◆ **What to work on**
Identify every line in the rows below that contains the string "white", and copy each of those lines in full.

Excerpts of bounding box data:

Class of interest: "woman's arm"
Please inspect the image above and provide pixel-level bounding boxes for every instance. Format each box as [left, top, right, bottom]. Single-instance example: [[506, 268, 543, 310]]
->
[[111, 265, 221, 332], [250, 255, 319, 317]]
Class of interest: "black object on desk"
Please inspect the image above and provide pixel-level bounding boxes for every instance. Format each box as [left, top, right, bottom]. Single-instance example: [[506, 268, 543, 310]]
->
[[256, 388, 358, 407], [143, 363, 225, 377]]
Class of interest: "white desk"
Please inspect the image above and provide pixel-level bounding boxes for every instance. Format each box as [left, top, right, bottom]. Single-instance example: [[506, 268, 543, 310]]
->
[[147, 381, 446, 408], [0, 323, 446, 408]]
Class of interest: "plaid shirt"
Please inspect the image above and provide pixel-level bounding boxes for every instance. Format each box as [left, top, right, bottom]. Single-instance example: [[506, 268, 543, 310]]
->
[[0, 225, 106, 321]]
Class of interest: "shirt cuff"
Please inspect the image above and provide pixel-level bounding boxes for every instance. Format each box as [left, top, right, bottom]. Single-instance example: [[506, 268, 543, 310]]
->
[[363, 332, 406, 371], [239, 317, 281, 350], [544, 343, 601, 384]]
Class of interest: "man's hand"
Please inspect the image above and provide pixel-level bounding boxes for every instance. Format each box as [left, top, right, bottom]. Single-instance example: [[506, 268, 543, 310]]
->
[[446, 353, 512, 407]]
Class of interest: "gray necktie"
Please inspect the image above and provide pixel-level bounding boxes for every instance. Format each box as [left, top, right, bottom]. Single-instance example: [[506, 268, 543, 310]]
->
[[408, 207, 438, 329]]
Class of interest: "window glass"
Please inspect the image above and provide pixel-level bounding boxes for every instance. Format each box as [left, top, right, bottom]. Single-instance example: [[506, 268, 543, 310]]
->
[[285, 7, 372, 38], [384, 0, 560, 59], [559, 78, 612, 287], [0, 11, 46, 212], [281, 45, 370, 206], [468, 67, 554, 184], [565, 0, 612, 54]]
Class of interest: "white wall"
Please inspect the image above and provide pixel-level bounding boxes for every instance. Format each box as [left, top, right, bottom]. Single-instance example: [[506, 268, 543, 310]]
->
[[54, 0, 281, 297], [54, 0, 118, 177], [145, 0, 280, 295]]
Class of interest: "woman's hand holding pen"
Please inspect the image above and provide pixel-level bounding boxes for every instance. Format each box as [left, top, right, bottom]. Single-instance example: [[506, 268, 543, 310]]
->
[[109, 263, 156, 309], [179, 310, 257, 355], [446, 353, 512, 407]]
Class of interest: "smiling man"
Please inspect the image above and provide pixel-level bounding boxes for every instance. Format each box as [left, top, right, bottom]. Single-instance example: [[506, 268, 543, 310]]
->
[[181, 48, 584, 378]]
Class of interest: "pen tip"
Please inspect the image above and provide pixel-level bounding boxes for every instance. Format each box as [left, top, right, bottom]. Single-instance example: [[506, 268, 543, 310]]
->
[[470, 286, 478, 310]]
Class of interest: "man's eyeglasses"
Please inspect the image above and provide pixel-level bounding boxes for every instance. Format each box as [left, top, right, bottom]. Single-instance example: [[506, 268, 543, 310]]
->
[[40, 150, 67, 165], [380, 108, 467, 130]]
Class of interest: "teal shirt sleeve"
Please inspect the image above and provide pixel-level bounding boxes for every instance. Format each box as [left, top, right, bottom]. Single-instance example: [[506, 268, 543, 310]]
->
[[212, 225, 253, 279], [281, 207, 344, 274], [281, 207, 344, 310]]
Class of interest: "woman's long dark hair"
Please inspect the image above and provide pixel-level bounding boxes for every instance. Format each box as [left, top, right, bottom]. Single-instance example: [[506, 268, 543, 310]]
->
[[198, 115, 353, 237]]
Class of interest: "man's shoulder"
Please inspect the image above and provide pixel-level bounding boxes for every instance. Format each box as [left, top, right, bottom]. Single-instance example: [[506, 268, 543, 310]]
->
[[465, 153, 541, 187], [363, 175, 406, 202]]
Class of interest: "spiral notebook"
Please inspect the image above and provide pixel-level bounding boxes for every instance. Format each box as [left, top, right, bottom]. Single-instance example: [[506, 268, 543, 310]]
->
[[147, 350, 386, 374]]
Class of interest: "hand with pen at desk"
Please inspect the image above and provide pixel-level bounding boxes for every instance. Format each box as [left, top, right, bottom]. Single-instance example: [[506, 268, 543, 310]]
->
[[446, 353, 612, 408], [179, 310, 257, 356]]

◆ **Output for this exercise**
Class of interest: "white desk"
Class of interest: "white wall"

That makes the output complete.